_Objectif 1_.
D'après l'entretien sur la santé mentale en entreprise, dans quelles situations la médiation devient-elle nécessaire ?
_Objectif 2_.
Modifie le passage de l'entretien sur la santé mentale en entreprise qui commence à "Oui, même si" et se termine à "condition de durabilité.", en substituant "la crise sanitaire" à "la pandémie".
_Objectif 3_.
Poursuis l'entretien sur la santé mentale en entreprise à partir de son dernier point.

_Extrait de page_.

┌──

La santé mentale reste-t-elle un tabou dans les organisations ?
Oui, même si moins qu’avant. Suite à la pandémie, une conversation s’est ouverte, qui auparavant était évitée. Mais il persiste la peur du jugement, de la stigmatisation, et l’idée que montrer une difficulté psychologique peut nuire à sa carrière. Parler de stress, d’anxiété ou d’épuisement dans un environnement compétitif reste difficile. C’est pourquoi il est si important que les leaders donnent l’exemple, que les entreprises créent de vraies politiques de santé psychologique, et que l’on comprenne que prendre soin de la santé mentale n’est pas un luxe : c’est une condition de durabilité.

Est-il vraiment possible de prévenir le burn-out au niveau organisationnel ?
Oui, mais cela demande du courage et de la cohérence. Prévenir le burn-out ne se fait pas avec une conférence ponctuelle sur le bien-être. Cela se fait en révisant la culture interne, la charge de travail, le style de leadership, les systèmes de reconnaissance, le droit à la déconnexion. Cela se fait en formant les managers aux compétences humaines, en créant des espaces sûrs de dialogue, et en détectant les signaux d’alerte avant qu’il ne soit trop tard. Prévenir le burn-out est possible. Ce qui manque, souvent, c’est la volonté d’admettre que le système lui-même peut tomber malade.

Parlons de workplace mediation. Quand devient-elle nécessaire ? Et qu’est-ce qui fait qu’une médiation est réellement réussie ?
La médiation devient nécessaire quand le dialogue est rompu, quand les conflits bloquent le travail ou abîment les relations. Ce n’est pas un signe d’échec, mais une opportunité de reconstruction. Une médiation réussie n’est pas seulement celle qui résout le conflit, mais celle qui permet aux parties de comprendre leurs besoins, de retrouver leur dignité et d’en sortir renforcées. Elle requiert neutralité, écoute profonde et une grande sensibilité humaine. Je la considère comme un acte de soin dans des environnements où la douleur a fait du bruit.

Peut-on apprendre à mieux écouter ?
Oui. Écouter, ce n’est pas seulement entendre : c’est être présent, sans vouloir avoir raison, sans préparer sa réponse pendant que l’autre parle. L’écoute authentique transforme la relation. Et elle s’entraîne. Par le coaching, le feedback constructif, la pratique du silence, l’auto-observation. Dans les équipes qui savent bien écouter, les conflits diminuent, l’innovation grandit, et la confiance se multiplie. Mieux écouter n’est pas une technique. C’est une attitude.

Quelle approche adoptes-tu face à une équipe divisée ?

└──

_Liste fournie_.
┌──

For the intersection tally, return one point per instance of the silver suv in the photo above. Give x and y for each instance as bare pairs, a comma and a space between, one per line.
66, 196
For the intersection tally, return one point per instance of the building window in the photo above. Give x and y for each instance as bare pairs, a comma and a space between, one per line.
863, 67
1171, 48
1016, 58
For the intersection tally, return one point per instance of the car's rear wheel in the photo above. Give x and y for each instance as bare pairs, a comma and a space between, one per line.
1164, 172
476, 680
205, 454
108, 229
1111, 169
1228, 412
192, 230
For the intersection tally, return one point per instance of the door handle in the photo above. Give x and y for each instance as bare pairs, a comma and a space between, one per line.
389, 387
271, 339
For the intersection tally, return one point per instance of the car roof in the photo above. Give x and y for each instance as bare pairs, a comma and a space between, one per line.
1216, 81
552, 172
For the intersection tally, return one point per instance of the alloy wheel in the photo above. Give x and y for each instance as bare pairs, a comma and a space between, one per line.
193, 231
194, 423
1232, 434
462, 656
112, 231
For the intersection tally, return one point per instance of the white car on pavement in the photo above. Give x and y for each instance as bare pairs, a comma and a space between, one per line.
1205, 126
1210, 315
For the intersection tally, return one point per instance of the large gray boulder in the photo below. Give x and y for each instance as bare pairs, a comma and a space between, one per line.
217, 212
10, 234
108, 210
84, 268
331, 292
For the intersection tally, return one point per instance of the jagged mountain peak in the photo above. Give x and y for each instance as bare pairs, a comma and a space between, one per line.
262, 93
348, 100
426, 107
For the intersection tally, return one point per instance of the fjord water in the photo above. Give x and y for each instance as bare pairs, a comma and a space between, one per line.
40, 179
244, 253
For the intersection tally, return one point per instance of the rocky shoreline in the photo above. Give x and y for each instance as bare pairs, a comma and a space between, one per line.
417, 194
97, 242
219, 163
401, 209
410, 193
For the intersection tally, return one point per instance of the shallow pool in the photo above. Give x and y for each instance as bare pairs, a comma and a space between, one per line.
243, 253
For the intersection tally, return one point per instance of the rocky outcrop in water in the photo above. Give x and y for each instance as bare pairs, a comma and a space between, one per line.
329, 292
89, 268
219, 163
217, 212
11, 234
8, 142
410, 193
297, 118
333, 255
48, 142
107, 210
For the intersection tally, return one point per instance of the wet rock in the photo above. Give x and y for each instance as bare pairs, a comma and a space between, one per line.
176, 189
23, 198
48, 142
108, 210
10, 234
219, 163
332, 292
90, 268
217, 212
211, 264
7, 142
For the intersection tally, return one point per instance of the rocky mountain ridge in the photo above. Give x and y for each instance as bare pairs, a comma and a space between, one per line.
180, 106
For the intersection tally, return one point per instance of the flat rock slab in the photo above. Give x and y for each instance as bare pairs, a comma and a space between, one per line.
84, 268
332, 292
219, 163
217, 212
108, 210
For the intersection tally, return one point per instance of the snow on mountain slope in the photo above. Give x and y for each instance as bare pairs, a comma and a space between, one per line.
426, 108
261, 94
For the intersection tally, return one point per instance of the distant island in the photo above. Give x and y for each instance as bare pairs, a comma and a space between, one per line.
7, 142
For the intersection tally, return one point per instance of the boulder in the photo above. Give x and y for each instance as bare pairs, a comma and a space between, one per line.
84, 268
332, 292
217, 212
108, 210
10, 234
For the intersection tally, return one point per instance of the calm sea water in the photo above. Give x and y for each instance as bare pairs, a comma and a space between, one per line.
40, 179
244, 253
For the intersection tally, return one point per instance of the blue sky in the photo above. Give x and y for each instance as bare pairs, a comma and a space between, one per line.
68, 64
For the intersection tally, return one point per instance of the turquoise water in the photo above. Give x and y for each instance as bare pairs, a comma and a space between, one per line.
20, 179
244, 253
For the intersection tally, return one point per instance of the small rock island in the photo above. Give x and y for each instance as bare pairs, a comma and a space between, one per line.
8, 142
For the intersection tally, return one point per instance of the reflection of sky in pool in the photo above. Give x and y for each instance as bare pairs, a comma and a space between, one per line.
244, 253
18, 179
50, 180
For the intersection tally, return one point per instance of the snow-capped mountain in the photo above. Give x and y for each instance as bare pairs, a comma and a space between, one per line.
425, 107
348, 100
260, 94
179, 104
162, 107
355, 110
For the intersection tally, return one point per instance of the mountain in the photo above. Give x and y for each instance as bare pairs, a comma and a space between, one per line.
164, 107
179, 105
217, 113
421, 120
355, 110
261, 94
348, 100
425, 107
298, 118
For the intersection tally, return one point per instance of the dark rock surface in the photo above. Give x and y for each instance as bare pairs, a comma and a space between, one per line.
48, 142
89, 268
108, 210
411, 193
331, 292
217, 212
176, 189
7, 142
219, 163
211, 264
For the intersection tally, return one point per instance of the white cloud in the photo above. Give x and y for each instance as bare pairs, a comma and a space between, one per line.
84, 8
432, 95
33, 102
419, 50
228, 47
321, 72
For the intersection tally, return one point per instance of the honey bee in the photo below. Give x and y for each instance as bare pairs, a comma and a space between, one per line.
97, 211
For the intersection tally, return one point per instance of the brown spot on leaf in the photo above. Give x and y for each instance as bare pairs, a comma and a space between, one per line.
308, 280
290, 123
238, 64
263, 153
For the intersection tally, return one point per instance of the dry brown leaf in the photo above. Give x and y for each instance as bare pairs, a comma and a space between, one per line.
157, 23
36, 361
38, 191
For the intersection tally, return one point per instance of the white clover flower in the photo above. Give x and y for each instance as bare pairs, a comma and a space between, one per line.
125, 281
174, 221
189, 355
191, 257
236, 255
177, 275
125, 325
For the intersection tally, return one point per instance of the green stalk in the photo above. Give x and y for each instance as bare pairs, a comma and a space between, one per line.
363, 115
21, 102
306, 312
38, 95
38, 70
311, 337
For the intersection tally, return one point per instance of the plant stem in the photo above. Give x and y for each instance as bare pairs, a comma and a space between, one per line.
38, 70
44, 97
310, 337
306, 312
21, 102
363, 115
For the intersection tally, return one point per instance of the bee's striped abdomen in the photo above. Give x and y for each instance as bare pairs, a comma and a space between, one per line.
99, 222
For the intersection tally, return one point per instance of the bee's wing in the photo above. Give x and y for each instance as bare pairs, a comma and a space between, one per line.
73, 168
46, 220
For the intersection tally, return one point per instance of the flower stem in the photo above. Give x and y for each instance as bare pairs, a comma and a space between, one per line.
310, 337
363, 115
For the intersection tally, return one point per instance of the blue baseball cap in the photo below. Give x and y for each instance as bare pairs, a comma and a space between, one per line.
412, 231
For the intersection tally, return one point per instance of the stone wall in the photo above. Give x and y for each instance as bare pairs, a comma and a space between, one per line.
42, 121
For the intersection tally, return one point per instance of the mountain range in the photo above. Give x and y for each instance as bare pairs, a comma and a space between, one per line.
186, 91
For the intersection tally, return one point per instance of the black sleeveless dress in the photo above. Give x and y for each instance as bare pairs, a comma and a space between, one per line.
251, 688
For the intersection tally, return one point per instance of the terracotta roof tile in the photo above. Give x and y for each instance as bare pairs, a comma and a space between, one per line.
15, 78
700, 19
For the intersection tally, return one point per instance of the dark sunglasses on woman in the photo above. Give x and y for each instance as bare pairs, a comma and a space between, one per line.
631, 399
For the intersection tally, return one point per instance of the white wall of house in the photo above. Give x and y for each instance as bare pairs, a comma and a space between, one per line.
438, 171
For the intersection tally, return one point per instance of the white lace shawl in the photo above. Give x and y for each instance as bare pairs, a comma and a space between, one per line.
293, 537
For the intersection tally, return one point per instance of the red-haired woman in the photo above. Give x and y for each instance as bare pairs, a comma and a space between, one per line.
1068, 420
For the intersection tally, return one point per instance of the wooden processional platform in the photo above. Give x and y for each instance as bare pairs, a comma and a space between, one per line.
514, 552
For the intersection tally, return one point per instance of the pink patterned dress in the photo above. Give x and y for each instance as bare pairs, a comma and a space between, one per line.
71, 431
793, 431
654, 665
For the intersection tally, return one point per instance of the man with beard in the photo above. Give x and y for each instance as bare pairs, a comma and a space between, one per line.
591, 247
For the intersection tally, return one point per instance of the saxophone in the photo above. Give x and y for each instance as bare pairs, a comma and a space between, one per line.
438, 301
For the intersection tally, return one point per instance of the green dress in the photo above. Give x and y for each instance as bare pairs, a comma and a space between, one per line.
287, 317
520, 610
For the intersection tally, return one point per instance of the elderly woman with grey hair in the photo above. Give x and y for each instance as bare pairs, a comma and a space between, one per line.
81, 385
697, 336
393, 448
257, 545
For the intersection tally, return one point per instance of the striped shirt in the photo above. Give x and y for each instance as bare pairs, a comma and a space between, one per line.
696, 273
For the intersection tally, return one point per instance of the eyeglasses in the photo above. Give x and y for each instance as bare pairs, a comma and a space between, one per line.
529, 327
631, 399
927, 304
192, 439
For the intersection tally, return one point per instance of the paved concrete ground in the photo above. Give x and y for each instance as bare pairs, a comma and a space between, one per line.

└──

_Résultat attendu 1_.
Quand le dialogue est rompu, quand les conflits bloquent le travail ou abîment les relations.

_Résultat attendu 2_.
Oui, même si moins qu’avant. Suite à la crise sanitaire, une conversation s’est ouverte, qui auparavant était évitée. Mais il persiste la peur du jugement, de la stigmatisation, et l’idée que montrer une difficulté psychologique peut nuire à sa carrière. Parler de stress, d’anxiété ou d’épuisement dans un environnement compétitif reste difficile. C’est pourquoi il est si important que les leaders donnent l’exemple, que les entreprises créent de vraies politiques de santé psychologique, et que l’on comprenne que prendre soin de la santé mentale n’est pas un luxe : c’est une condition de durabilité.

_Résultat attendu 3_.
D’abord, je ne cherche pas de coupables, je cherche à comprendre. Une équipe divisée reflète souvent des tensions plus profondes : absence de sens partagé, manque de communication honnête, leadership ambivalent, blessures non traitées. Mon approche combine écoute individuelle, analyse systémique et espaces collectifs de dialogue. J’aide l’équipe à se revoir, à s’écouter, à reconstruire des ponts. Parfois, il faut aller lentement pour avancer vraiment. Mais quand une équipe ose se regarder sans filtres, la transformation est puissante.

Quelles sont les erreurs les plus courantes dans les entreprises en période de transition ?
La précipitation, l’isolement et le manque de sens. Beaucoup d’entreprises pensent que le changement peut se “gérer” avec un PowerPoint et un calendrier. Mais les personnes ne changent pas parce qu’on le leur demande : elles changent quand elles comprennent, quand elles se sentent reconnues, quand elles ont un rôle dans la transformation. Une autre erreur fréquente est d’oublier les managers intermédiaires, qui sont le pont entre la stratégie et la réalité. Si on ne prend pas soin d’eux, le changement se brise en chemin. Enfin, négliger les émotions du changement — la peur, la résistance, la perte —, c’est condamner le processus à l’échec.

Que réponds-tu à un CEO qui ne parle que de résultats rapides ?
Je lui demande : rapide, à quel prix ? Les résultats rapides peuvent être séduisants, mais s’ils détruisent la motivation, la santé ou la cohésion interne, leur coût est énorme. Je lui propose un changement de perspective : comment obtenir des résultats durables sans épuiser son équipe ? Comment aligner performance et bien-être ? Souvent, derrière l’obsession de l’immédiat, il y a de la peur ou de la pression. Écouter cela, le nommer, et proposer des alternatives, fait partie de mon rôle. Car un bon CEO n’est pas celui qui met la plus grande pression, mais celui qui construit sur le long terme.

Quel rôle joue la confiance dans tes processus d’accompagnement ?
La confiance est tout. Sans elle, pas d’ouverture, pas de vrai changement. Dès la première rencontre, je travaille à créer un espace sûr, sans jugement, où la personne ou l’équipe peut être authentique. Écouter sans interpréter, soutenir dans le silence, donner un feedback honnête mais bienveillant… tout cela construit la confiance. Et quand la confiance apparaît, ce qui semblait bloqué commence à bouger. En réalité, mon travail n’est pas de changer quelqu’un : c’est d’accompagner dans la confiance pour que le changement puisse émerger de l’intérieur.

As-tu un rituel personnel pour rester centrée dans ton travail ?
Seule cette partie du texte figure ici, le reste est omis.